* **WHAT TO WORK ON**
Reproduce, word for word, the stretch of the records from the line containing "Each instance receives one point. Mark the mountain" through the final line of the records, and nothing else.

* **Source data**
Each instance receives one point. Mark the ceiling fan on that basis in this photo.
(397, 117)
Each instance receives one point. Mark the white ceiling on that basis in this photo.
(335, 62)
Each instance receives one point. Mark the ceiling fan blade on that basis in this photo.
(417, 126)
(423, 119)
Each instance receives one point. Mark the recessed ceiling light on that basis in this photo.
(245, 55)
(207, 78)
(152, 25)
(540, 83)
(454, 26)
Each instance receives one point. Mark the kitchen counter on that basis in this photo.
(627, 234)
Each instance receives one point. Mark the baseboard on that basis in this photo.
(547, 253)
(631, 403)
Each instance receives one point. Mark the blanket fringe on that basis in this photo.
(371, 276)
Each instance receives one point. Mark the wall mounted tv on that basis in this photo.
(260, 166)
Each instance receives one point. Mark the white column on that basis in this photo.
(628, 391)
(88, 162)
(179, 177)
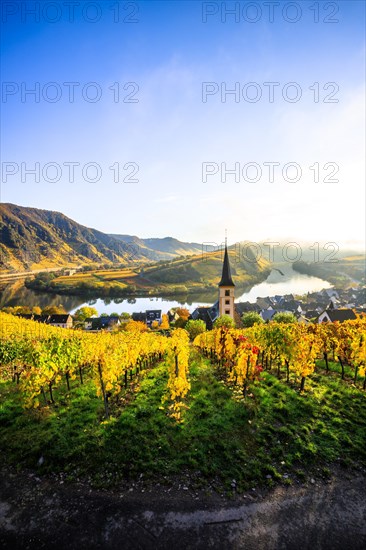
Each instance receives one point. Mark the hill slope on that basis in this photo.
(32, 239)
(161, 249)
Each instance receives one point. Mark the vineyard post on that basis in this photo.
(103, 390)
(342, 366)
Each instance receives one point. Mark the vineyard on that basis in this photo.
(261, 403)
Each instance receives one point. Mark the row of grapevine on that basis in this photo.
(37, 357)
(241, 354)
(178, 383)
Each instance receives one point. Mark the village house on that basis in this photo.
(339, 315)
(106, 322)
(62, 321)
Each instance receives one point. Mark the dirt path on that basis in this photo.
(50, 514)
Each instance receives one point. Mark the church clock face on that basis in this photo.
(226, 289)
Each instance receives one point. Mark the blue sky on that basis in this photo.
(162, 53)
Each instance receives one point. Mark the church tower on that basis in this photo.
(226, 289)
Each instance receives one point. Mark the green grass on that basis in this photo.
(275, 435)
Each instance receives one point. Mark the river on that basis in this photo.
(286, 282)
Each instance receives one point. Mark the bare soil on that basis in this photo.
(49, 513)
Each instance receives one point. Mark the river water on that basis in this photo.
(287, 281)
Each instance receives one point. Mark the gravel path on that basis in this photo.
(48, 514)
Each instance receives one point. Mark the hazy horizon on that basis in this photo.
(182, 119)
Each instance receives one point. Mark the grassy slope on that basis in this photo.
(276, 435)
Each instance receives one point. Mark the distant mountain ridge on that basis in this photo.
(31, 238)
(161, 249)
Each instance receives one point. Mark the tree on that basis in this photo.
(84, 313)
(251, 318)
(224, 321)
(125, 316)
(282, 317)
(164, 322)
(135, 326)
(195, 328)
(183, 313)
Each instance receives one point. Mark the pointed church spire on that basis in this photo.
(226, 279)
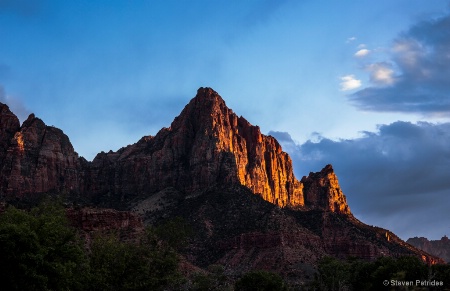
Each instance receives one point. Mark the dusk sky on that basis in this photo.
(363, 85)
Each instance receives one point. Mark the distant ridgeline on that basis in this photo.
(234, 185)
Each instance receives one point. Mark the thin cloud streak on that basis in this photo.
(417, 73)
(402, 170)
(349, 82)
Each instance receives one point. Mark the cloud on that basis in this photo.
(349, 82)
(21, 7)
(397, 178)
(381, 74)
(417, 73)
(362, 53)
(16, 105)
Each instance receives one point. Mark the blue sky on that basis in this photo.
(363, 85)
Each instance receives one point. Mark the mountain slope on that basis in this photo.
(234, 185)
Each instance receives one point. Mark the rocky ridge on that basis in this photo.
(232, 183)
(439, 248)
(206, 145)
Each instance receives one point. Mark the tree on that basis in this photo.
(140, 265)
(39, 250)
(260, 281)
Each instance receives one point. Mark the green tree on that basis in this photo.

* **CORRECT RESPONSE**
Each instance receives one point. Mark the mountain slope on that basis in this photo.
(234, 185)
Each instance receives one point. Mark the rocky ridge on that basis in this photo.
(232, 183)
(439, 248)
(206, 145)
Each instance receives one point. Mark the tree on that basis in this photo.
(140, 265)
(39, 250)
(260, 281)
Each instance receives one point. Mark the green tree on that basis in this photo.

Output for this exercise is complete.